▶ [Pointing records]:
____________

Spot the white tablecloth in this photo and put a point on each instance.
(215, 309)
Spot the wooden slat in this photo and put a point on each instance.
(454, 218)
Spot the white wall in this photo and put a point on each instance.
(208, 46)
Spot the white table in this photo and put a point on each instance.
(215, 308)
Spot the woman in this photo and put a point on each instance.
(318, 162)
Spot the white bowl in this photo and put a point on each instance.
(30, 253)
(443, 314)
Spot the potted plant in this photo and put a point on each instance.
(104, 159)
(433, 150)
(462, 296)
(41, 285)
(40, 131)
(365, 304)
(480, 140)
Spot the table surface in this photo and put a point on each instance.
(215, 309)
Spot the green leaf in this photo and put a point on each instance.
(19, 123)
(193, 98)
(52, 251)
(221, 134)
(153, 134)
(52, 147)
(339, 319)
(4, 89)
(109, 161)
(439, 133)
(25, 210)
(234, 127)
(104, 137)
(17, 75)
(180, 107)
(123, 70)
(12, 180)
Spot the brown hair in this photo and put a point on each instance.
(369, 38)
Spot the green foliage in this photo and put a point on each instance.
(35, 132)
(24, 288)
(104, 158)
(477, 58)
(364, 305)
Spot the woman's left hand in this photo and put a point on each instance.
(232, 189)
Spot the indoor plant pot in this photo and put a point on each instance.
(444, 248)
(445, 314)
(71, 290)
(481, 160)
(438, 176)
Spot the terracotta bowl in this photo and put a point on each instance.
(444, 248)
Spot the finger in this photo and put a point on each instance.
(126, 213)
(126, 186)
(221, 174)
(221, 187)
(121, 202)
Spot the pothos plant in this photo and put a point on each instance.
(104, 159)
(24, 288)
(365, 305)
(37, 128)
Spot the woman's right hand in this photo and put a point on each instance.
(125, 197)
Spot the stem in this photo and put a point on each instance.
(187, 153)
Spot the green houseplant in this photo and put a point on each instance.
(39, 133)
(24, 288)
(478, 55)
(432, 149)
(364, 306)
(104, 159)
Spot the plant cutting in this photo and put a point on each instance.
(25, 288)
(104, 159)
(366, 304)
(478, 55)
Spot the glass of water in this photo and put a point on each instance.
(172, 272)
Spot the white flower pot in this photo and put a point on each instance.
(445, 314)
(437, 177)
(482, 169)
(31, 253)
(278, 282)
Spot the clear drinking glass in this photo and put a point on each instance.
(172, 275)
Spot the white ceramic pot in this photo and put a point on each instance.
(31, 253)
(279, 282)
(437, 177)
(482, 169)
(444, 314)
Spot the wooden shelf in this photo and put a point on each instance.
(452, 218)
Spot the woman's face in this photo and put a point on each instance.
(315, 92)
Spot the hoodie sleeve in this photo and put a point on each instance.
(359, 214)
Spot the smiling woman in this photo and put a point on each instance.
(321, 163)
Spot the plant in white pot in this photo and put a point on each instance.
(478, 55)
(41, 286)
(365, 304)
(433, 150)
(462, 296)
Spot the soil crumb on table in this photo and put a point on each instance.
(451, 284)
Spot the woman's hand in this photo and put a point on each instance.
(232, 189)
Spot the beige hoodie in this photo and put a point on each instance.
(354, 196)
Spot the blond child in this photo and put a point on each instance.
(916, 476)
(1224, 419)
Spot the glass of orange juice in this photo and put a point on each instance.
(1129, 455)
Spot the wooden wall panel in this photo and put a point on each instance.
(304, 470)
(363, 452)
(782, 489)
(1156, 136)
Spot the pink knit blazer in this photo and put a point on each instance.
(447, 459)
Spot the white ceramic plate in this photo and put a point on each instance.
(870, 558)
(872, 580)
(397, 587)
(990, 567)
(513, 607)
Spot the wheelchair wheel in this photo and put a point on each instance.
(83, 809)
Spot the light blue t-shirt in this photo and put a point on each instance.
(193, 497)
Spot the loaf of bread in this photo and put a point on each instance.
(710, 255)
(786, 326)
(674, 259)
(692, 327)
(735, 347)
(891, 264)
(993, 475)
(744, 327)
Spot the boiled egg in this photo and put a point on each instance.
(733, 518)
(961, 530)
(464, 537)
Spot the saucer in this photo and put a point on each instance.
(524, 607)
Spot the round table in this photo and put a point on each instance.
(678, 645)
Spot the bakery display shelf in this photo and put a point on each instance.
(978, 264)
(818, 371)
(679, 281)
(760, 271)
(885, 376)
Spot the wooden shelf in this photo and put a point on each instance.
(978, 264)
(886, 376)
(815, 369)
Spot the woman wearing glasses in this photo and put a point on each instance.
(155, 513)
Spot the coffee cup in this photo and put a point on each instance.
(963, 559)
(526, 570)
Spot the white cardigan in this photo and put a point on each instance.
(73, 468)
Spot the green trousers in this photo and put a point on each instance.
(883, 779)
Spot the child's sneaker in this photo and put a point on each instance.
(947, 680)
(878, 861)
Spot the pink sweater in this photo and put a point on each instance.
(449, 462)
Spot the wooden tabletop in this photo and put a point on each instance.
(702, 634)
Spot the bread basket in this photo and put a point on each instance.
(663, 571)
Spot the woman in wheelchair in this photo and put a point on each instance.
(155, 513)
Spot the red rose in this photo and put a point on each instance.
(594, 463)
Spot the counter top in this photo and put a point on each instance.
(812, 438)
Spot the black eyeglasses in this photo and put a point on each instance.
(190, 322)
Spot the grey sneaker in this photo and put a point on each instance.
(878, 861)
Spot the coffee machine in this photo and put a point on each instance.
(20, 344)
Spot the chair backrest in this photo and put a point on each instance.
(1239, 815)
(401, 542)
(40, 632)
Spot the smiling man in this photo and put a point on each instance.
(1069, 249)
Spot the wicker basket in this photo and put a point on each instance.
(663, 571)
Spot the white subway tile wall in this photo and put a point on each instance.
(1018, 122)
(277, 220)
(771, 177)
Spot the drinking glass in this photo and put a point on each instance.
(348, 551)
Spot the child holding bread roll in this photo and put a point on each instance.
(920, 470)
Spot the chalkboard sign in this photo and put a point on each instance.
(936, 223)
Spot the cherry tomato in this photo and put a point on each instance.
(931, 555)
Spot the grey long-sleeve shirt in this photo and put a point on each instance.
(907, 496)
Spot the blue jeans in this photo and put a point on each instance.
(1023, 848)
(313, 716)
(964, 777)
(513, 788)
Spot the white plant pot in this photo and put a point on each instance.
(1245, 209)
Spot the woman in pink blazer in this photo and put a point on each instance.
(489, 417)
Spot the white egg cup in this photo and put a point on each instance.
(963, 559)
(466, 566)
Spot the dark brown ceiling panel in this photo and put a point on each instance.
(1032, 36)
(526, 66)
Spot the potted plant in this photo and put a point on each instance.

____________

▶ [Stated problem]: Rewrite the listing lines starting at the line containing "Spot the woman's face" and ending at the line containing "(1224, 419)", swapping "hoodie" for "sweatshirt" and changing nothing else.

▶ [Solved exercise]:
Spot the woman's face in this photo and put a point on each instance.
(315, 92)
Spot the sweatshirt sleeve in this photo and put a point on each instance.
(359, 214)
Spot the smiling woman in this photo and put a point on each instance.
(321, 163)
Spot the plant in white pot in this photo and put a point on each instance.
(478, 55)
(41, 286)
(365, 304)
(433, 150)
(462, 296)
Spot the soil crumb on table in this photo and put a point on each instance.
(451, 284)
Spot the woman's hand in this photo and put a point on each instance.
(232, 189)
Spot the beige sweatshirt in this photo and put a point on each instance.
(354, 196)
Spot the blond child in this photo and put a point on each instance.
(916, 476)
(1224, 419)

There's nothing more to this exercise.